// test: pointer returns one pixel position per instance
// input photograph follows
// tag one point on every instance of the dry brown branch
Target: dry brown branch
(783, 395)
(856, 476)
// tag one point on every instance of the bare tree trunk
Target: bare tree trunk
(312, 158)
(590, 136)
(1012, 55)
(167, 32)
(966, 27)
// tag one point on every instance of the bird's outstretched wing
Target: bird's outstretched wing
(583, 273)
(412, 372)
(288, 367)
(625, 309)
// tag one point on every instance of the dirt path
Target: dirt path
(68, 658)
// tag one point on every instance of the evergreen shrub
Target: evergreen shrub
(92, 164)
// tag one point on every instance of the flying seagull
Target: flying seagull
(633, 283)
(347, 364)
::::
Task description: Reproduce the rows from the line containing "the evergreen shrub" through the end of the rows, swapping "seagull" for "gull" and leaving everything else unchanged.

The completed task:
// tag one point on every instance of the evergreen shrub
Target: evergreen shrub
(92, 164)
// tag one point on every instance of the flying gull
Target: flying gull
(633, 283)
(347, 364)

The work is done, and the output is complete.